(Natural language region descriptions)
________________________________________

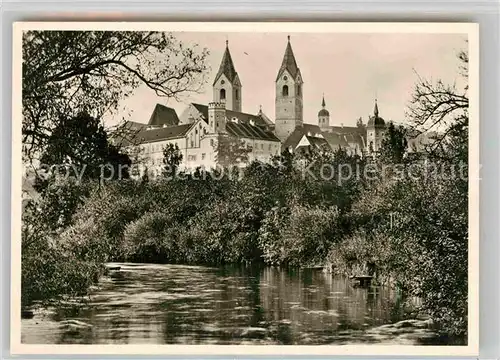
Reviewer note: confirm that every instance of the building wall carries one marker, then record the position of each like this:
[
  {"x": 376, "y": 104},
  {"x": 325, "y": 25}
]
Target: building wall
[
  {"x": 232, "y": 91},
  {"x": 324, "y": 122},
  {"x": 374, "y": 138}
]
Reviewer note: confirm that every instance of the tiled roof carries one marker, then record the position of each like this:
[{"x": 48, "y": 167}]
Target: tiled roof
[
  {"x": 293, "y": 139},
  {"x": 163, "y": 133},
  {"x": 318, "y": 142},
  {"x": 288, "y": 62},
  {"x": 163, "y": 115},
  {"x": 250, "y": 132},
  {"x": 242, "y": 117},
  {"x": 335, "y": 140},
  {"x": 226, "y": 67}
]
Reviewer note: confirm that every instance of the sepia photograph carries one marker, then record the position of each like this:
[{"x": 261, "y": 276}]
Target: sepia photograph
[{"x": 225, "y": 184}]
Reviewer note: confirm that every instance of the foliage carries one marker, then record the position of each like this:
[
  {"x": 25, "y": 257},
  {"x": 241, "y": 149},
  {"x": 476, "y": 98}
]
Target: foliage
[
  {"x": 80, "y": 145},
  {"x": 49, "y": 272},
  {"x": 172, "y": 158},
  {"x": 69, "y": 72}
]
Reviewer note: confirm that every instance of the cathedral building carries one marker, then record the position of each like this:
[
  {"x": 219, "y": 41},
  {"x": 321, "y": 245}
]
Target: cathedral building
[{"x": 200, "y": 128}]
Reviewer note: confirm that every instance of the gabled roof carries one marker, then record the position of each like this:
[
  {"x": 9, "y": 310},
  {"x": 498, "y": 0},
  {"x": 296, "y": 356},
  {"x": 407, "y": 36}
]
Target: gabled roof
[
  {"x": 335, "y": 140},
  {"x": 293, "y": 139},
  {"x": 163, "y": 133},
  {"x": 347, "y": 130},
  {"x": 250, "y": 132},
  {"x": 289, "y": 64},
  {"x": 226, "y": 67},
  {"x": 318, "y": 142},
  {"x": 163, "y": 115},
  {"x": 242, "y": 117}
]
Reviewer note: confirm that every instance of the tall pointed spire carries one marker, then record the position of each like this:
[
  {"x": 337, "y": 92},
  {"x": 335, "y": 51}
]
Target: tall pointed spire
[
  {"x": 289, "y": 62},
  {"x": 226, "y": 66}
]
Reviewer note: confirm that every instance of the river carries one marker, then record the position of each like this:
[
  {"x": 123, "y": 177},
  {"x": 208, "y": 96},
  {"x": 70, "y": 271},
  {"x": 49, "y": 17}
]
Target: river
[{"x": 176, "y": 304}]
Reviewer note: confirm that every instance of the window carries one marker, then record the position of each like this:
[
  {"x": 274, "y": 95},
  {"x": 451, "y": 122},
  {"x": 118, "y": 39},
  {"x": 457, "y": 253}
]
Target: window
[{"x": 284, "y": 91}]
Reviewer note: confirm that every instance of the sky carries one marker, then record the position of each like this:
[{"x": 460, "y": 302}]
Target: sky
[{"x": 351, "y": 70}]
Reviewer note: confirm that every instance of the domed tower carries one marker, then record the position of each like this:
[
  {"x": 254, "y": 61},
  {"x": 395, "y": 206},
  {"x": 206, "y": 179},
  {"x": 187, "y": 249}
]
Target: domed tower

________________________________________

### WHAT TO PRODUCE
Copy every line of the entries above in which "domed" occurs.

### YOUR RESPONSE
Reviewer note: confirm that every instance of the domed tower carries one marker, then record the position of each like this:
Target: domed tower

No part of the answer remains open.